Consigna del ejercicio 1 –
¿Qué nombre recibe la antigua profesión de fe que cita la homilía sobre la Santísima Trinidad?
Consigna del ejercicio 2 –
Redacta la continuación de la homilía sobre la Santísima Trinidad a partir de su última frase.
┌─ Fragmento proporcionado
Homilía Domingo 10º t.o. (A) Santísima Trinidad

(Cfr. www.almudi.org)

 
 
 


(Ex 34,4b-6.8-9) "Tómanos como heredad tuya"
(2 Cor 13,11-13) "Tened un mismo sentir y vivid en paz"
(Jn 3,16-18) "El que cree en Él no será juzgado"

Homilía I con textos de homilías pronunciadas por S.S. Juan Pablo II
Homilía de ordenación sacerdotal en Sión, Suiza (17-VI-1984)

--- Misterio de Dios Uno y Trino
“Sursum corda”: ¡”Levantemos el corazón”!
Hoy el corazón de la Iglesia reacciona con un fervor particular ante esta invitación que introduce la plegaria eucarística. Hoy podemos responder con una intensidad de fe muy especial: “Habemus ad Dominum”: ¡”Lo tenemos levantado hacia el Señor”!
Contemplemos en la fe el misterio de Dios. Nuestra fe se vuelve precisamente hacia Él. Un misterio insondable. Dios es Dios, el Ser más allá de todo lo que podemos concebir, más grande de lo que pueda imaginarse el hombre. La revelación cristiana sólo en parte levanta el velo que oculta su vida íntima, pero guía nuestra fe hasta los umbrales de un misterio más profundo: la unidad de la Trinidad. El que es Dios único es al mismo tiempo Padre, Hijo y Espíritu Santo. Cada una de las personas divinas es increada, inmensa, eterna, todopoderosa, Señor; y, sin embargo, no hay más que un Dios increado, inmenso, todopoderoso, Señor. “El Padre no ha sido hecho por nadie; no es ni creado, ni engendrado; el Hijo viene sólo del Padre; no ha sido hecho ni creado, sino engendrado; El Espíritu Santo viene del Padre y del Hijo; no ha sido hecho, ni creado, ni engendrado, sino que procede de ellos”. Así se expresa una antigua profesión de fe (el llamado símbolo de San Atanasio). Este Dios de infinita majestad que se manifiesta a Moisés y se mantiene dentro de la misteriosa nube, este Dios trascendente que revela su insondable vida, la ternura de su infinito amor, nos permite acercarnos a Él, le adoramos, prosternados ante Él. En la fe se nos ha dado la dicha de contemplar en Él a la Santísima Trinidad, antes de la plena visión de su gloria.
└─
┌─ Registros guardados
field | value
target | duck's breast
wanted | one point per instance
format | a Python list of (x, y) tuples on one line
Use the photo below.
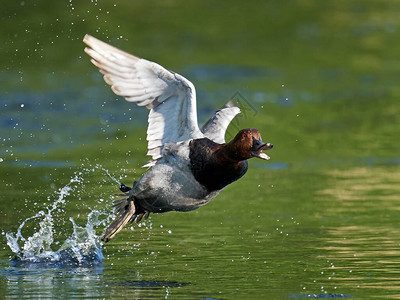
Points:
[(213, 173), (170, 183)]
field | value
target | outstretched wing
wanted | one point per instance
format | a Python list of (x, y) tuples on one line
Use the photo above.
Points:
[(215, 127), (170, 97)]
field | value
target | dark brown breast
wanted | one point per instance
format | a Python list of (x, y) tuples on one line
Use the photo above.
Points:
[(210, 168)]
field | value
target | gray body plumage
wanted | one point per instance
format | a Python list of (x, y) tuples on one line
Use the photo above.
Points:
[(170, 184)]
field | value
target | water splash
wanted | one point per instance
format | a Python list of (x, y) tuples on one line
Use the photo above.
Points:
[(82, 247)]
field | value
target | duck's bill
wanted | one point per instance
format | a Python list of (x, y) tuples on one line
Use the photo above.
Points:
[(258, 153)]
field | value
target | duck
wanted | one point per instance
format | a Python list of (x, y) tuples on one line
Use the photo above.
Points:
[(189, 165)]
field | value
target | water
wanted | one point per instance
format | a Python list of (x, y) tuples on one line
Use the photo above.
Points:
[(319, 220)]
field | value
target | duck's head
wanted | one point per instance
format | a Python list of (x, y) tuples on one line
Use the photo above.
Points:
[(248, 144)]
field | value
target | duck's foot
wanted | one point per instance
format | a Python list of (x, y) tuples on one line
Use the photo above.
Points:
[(123, 188)]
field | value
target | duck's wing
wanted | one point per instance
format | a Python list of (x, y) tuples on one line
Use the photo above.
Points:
[(215, 128), (170, 97)]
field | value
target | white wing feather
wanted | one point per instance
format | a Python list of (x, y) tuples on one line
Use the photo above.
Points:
[(170, 97), (215, 128)]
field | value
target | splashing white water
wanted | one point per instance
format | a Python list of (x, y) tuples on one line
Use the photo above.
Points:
[(82, 247)]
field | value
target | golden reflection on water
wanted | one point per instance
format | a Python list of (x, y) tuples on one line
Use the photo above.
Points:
[(362, 228)]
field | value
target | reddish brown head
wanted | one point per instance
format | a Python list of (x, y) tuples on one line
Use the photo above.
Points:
[(247, 144)]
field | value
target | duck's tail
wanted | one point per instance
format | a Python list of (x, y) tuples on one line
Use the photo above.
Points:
[(127, 213)]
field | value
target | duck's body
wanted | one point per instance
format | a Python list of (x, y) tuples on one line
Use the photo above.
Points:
[(189, 166)]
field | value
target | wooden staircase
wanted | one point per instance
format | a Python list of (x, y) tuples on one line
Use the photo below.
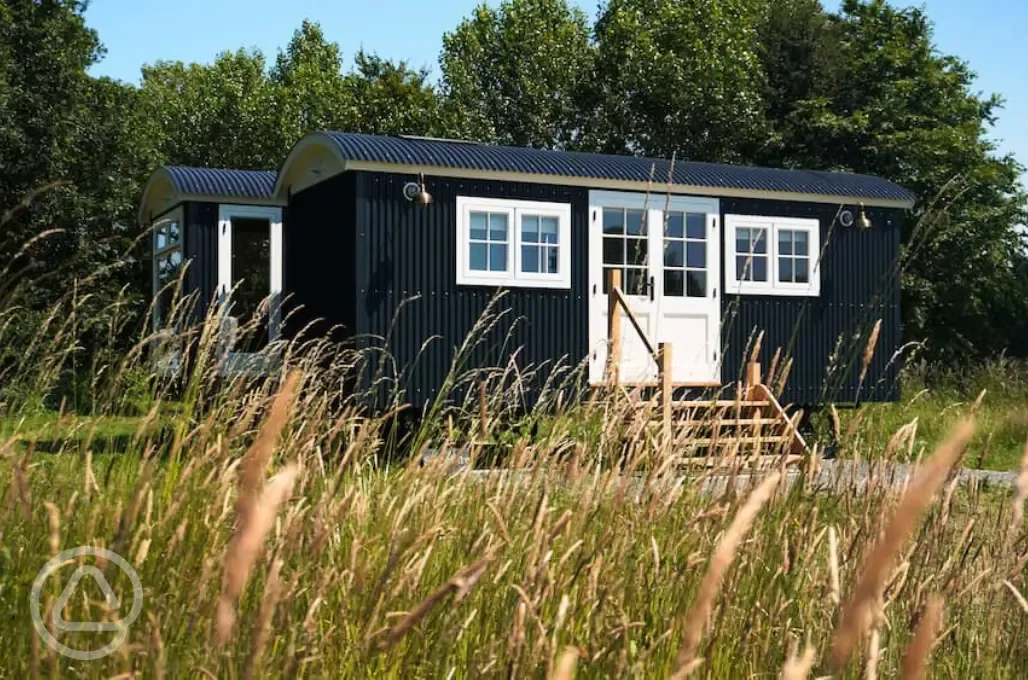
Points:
[(753, 424)]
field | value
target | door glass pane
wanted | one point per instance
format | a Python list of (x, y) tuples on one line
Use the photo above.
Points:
[(614, 250), (636, 251), (251, 278), (674, 227), (636, 282), (674, 283), (696, 254), (673, 253), (696, 284), (634, 222)]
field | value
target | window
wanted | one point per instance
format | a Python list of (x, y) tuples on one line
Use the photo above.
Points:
[(685, 255), (513, 243), (167, 264), (626, 248), (772, 255)]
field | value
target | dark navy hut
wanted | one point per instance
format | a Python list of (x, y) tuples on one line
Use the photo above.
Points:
[(353, 225)]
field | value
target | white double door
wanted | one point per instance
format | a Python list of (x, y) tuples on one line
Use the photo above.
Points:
[(668, 254)]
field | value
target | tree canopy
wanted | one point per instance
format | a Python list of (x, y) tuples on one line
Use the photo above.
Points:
[(778, 82)]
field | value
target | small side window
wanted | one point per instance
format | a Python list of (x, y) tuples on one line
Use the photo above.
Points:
[(513, 243)]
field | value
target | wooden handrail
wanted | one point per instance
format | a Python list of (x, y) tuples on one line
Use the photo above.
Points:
[(635, 324)]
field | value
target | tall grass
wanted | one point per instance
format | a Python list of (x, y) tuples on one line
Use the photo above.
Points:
[(277, 534)]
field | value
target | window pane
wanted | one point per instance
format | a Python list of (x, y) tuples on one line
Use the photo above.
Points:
[(550, 260), (760, 241), (529, 259), (476, 257), (696, 284), (802, 265), (635, 251), (750, 267), (614, 250), (614, 220), (674, 284), (529, 228), (674, 225), (760, 269), (634, 223), (478, 226), (696, 254), (785, 270), (800, 239), (635, 282), (696, 225), (498, 226), (498, 258), (743, 270), (673, 253), (784, 242), (548, 229)]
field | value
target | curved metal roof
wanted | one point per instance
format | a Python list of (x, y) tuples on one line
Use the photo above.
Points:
[(209, 181), (486, 157)]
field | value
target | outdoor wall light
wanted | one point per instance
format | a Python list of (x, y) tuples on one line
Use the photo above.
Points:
[(861, 222), (416, 192)]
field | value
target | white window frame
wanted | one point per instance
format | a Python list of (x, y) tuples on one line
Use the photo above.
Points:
[(772, 286), (513, 276), (160, 226)]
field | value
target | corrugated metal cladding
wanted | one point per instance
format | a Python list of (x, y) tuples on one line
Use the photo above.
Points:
[(449, 153), (319, 266), (202, 250), (405, 250), (825, 335), (211, 181)]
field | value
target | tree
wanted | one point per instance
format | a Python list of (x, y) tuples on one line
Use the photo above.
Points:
[(896, 108), (680, 76), (519, 73), (222, 115)]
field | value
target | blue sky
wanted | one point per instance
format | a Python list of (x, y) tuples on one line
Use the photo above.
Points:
[(990, 34)]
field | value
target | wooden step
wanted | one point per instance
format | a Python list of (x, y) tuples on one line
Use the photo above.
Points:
[(706, 441), (721, 403)]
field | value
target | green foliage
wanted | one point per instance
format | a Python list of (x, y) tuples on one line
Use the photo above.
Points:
[(518, 73), (680, 77)]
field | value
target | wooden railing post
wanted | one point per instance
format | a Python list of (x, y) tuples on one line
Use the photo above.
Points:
[(483, 412), (666, 389), (614, 327)]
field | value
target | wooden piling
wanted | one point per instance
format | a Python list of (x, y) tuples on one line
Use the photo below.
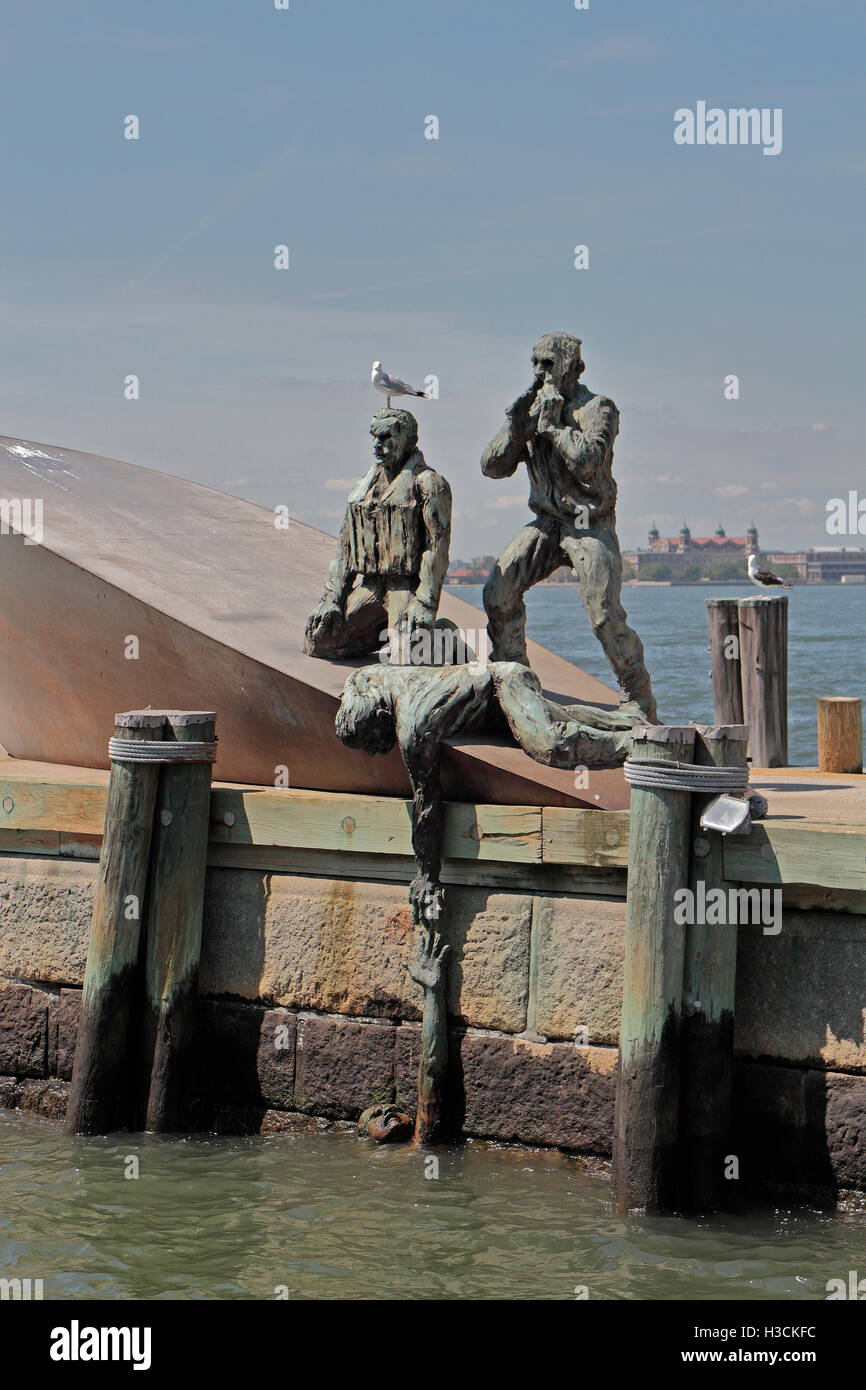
└─
Resultado del ejercicio 1 –
El símbolo de San Atanasio.

Resultado del ejercicio 2 –
--- Amor de Dios
“Bendito sea Dios y Padre de nuestro Señor Jesucristo” (Ef 1,3). “Tanto amó Dios al mundo, que le dio su Hijo unigénito” (Jn 3,16). Mediante su Hijo, no sólo ha revelado su nombre, su gloria como en una epifanía de Dios que le manifiesta de manera única, sino que ha mostrado para con nosotros su ternura, su misericordia, su amor, su fidelidad, bastante más allá de lo que Moisés podía entrever: “Nos ha destinado por adelantado a ser hijos por Jesucristo”, “a ser su pueblo” (cf. Ef 1,5.11). Nuestra adoración, nuestro canto de alabanza es al mismo tiempo una acción de gracias por este “don gratuito del que nos ha colmado en su Hijo bien amado”. Pues “el primer don hecho a los creyentes” es el del Espíritu, que continúa la obra del Hijo y “lleva a la perfección toda santificación” (cf. Plegaria Eucarística IV), el Espíritu que confiere a la Iglesia la unidad del Cuerpo, la llama a manifestar a los hombres la salvación, pues por Él la habita la presencia de Dios.

--- Sacerdocio real
“Tú harás de nosotros un pueblo que te pertenezca” (Ex 34,9).
“Bendito seas, Señor, Dios de nuestros padres, digno de alabanza y ensalzado por los siglos” (Dan 3,52). La luz de la fe nos permite elevarnos hoy con el espíritu y el corazón al misterio inescrutable de Dios, a su inaferrable unidad trinitaria. Del seno de esa Trinidad Santísima vino el Hijo de Dios a la humanidad: La Palabra eterna de Dios se hizo hombre, hijo de la Virgen María. Por su muerte en la cruz y por su resurrección descendió sobre los Apóstoles y permanece ahora presente en la Iglesia el Espíritu de Santidad.
De esta misión del Padre y del Espíritu brota la misión salvífica de la Iglesia. De la misión del Hijo, el Siervo de Dios, que recibió la unción profética, nace, en el Espíritu santo, el “sacerdocio real” de todos los bautizados.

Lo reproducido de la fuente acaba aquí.